▼

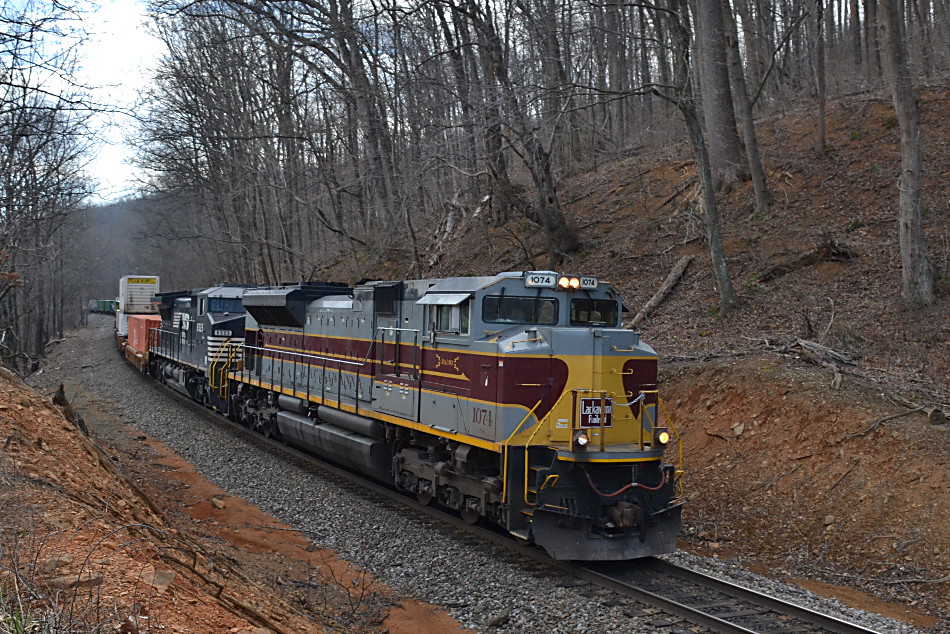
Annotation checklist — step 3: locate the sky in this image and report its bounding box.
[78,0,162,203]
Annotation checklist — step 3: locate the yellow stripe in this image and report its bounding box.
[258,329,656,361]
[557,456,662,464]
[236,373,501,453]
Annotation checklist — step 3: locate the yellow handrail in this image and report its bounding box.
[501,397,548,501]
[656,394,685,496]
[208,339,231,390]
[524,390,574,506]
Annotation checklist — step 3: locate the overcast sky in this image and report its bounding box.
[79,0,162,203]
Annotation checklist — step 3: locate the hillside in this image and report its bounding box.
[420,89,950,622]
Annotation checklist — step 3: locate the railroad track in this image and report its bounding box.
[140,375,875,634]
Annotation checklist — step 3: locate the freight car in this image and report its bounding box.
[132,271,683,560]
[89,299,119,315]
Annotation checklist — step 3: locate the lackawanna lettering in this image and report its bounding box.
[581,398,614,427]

▲

Please recast the items above as a two-column CSV with the columns "request" and "answer", one row for each request across all the items, with the request text and its answer each in a single quoted field and any line breaks turned into spaces. Leave the pictures out.

request,answer
"Annotation checklist — step 3: locate the sky in this image and report its bounding box.","[78,0,162,203]"
"Annotation checklist — step 3: locate the yellow stripe in this image and report its bounding box.","[258,329,656,361] [557,456,662,464] [236,373,501,453]"
"Annotation checklist — step 3: locate the yellow handrail in this image and report its bounding box.","[501,397,548,501] [656,394,685,496] [208,339,231,390] [524,390,574,506]"
"Annotation checklist — step 3: locate the overcast sky in this image and report its bounding box.","[79,0,162,203]"
"Annotation checklist — step 3: locate the hillside in this image and report its bounding box.","[420,89,950,622]"
"Annotation checklist — step 3: locate the railroad track in this image and report its bounding box.","[140,375,875,634]"
"Annotation checklist — step 3: locate the freight car in this image and report its bounding box.","[132,271,683,560] [89,299,119,315]"
"Annotation checklist — step 3: locate the lackawanna lettering in this image and report its bounding box.","[581,398,614,427]"